What you are asked to do:
Pull out every line of the data below that contains the word "light", copying each line unchanged.

Input rows:

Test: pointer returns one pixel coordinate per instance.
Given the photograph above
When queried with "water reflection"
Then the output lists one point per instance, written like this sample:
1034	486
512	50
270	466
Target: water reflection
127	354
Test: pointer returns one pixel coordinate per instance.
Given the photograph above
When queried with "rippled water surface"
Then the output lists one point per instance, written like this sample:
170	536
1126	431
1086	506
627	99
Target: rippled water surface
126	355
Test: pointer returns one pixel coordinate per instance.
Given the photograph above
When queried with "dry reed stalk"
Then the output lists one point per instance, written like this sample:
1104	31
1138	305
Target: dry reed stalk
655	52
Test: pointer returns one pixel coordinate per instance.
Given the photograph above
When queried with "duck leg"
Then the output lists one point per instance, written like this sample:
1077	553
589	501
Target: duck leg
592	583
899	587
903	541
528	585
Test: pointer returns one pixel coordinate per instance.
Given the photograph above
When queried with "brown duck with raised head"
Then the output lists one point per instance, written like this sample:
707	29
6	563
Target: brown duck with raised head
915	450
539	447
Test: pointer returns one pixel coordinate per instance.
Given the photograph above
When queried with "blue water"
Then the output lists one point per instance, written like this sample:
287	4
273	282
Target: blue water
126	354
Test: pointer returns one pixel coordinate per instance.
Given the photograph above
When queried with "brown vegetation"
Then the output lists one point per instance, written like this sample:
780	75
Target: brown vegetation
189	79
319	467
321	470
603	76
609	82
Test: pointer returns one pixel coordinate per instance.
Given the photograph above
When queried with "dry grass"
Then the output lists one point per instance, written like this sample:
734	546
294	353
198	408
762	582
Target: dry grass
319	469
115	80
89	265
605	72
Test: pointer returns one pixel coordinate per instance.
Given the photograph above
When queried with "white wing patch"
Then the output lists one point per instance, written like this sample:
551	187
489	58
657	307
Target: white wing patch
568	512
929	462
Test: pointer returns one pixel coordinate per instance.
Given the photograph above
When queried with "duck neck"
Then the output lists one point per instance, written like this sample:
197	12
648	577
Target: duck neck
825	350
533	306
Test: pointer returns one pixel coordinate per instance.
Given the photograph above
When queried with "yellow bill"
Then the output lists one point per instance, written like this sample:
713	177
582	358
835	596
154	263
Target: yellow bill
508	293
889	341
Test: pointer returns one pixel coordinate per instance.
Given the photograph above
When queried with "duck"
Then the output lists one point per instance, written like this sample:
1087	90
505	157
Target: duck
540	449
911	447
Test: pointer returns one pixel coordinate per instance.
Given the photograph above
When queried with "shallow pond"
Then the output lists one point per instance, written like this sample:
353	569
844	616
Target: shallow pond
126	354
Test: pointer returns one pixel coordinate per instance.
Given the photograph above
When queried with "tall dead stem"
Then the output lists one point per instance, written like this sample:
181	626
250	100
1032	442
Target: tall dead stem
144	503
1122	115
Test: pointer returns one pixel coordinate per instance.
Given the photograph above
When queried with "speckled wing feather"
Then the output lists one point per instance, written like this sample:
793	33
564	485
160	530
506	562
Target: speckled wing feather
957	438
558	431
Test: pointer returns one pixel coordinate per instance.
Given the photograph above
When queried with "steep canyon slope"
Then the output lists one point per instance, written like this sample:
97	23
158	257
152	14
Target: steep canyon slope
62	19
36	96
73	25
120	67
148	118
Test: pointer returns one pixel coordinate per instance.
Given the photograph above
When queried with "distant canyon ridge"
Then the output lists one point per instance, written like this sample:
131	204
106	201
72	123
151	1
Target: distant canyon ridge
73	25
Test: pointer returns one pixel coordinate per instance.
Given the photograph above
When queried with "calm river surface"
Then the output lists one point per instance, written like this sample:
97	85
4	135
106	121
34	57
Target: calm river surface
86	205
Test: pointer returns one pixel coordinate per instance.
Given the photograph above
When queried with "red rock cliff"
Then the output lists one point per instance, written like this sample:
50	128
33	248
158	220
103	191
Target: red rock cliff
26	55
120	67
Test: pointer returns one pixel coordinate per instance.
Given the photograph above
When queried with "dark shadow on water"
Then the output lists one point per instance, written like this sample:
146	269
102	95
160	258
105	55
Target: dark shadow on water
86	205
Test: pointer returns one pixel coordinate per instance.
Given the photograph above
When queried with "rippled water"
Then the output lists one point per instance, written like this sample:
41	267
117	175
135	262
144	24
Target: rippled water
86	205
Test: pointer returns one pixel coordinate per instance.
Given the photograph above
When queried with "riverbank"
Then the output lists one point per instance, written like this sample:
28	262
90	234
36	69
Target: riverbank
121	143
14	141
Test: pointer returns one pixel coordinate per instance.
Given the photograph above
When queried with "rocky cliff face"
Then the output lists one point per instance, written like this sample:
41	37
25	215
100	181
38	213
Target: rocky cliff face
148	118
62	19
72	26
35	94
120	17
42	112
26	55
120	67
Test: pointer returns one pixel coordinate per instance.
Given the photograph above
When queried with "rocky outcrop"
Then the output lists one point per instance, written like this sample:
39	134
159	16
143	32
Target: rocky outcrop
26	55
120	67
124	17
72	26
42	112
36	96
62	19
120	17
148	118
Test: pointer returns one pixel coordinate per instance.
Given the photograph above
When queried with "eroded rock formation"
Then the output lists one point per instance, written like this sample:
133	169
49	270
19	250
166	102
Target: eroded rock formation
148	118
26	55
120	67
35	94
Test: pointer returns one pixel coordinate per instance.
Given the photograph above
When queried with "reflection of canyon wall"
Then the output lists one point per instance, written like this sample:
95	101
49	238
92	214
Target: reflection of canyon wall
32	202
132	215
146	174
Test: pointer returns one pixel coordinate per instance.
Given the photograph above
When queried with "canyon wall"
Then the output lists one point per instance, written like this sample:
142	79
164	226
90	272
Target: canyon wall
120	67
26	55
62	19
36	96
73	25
...
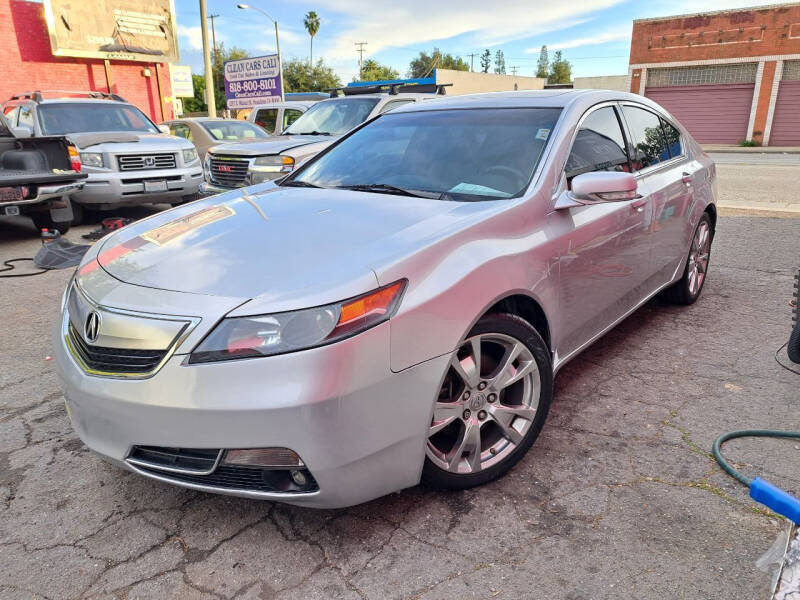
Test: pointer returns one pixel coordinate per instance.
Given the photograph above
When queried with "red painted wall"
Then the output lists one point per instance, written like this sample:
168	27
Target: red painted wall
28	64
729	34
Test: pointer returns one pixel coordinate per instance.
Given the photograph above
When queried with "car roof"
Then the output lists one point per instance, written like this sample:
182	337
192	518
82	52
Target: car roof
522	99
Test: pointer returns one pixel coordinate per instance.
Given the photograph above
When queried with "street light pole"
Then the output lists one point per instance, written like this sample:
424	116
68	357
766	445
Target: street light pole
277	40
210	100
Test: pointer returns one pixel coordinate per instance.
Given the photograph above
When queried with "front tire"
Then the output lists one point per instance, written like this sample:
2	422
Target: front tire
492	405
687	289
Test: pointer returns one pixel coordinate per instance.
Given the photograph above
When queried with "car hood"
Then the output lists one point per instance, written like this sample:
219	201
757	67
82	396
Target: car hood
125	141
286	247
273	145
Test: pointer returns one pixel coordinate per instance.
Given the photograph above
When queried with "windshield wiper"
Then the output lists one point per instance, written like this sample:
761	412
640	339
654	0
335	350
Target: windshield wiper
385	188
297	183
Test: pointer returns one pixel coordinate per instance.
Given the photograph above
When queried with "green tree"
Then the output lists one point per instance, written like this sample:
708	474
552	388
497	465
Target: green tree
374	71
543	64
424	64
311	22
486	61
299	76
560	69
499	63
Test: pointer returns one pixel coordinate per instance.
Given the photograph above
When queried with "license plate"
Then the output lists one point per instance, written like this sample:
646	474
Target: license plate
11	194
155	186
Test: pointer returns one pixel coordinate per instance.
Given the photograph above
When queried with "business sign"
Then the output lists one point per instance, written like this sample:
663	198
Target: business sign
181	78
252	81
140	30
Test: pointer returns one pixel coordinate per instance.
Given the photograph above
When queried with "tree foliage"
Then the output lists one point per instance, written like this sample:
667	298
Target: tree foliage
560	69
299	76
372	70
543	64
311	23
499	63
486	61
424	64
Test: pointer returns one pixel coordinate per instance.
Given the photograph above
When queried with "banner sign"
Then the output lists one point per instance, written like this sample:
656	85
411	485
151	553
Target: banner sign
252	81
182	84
--
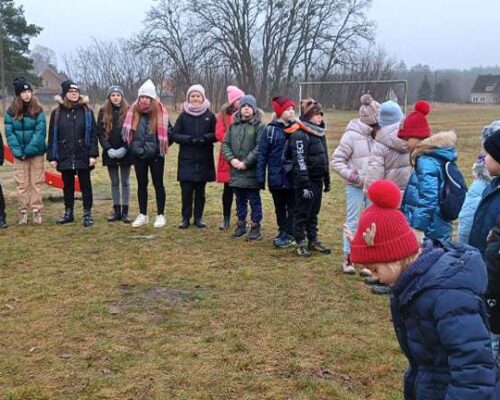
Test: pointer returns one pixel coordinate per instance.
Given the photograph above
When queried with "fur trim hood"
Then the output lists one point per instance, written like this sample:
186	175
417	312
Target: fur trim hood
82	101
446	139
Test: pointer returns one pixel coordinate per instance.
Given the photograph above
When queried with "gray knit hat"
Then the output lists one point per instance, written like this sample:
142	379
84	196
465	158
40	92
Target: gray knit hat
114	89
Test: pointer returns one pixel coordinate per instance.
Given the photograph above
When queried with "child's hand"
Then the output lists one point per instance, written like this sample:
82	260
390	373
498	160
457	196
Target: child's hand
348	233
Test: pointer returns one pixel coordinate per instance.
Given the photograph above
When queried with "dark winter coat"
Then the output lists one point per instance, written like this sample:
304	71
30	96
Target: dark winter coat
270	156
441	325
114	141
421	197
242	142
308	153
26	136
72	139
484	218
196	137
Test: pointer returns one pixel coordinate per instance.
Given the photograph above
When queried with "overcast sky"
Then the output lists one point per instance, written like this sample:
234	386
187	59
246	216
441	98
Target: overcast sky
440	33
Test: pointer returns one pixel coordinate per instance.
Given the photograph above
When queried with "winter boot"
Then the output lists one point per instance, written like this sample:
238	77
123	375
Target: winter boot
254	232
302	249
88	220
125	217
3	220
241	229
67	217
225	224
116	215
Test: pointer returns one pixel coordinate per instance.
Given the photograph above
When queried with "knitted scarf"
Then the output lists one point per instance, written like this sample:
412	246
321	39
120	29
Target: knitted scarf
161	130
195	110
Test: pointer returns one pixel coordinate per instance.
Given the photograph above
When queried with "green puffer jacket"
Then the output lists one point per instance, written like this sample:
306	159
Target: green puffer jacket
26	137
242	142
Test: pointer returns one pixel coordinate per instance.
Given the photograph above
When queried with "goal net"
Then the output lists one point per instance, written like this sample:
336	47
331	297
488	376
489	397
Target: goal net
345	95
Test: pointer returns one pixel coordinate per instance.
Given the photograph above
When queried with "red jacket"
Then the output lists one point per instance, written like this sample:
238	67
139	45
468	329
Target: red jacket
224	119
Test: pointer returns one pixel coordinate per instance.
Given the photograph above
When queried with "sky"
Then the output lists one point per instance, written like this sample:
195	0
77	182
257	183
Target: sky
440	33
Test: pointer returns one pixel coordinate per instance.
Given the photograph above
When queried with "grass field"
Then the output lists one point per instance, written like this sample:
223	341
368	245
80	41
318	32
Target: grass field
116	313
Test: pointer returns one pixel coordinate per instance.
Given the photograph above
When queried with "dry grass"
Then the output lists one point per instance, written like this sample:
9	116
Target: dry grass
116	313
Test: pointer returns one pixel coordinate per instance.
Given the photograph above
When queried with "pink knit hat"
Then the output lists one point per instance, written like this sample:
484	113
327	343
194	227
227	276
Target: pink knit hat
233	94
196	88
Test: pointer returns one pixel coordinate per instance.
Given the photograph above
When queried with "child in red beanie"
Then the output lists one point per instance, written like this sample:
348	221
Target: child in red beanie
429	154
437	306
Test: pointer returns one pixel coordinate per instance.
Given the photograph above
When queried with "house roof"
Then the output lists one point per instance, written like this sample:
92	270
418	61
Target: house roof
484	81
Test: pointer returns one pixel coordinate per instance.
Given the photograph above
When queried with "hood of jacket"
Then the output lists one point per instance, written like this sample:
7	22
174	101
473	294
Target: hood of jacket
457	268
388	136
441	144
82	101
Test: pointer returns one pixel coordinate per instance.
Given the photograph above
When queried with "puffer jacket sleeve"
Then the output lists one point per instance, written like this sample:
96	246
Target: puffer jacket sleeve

Problem solution:
When queried with "street light pole"
Target: street light pole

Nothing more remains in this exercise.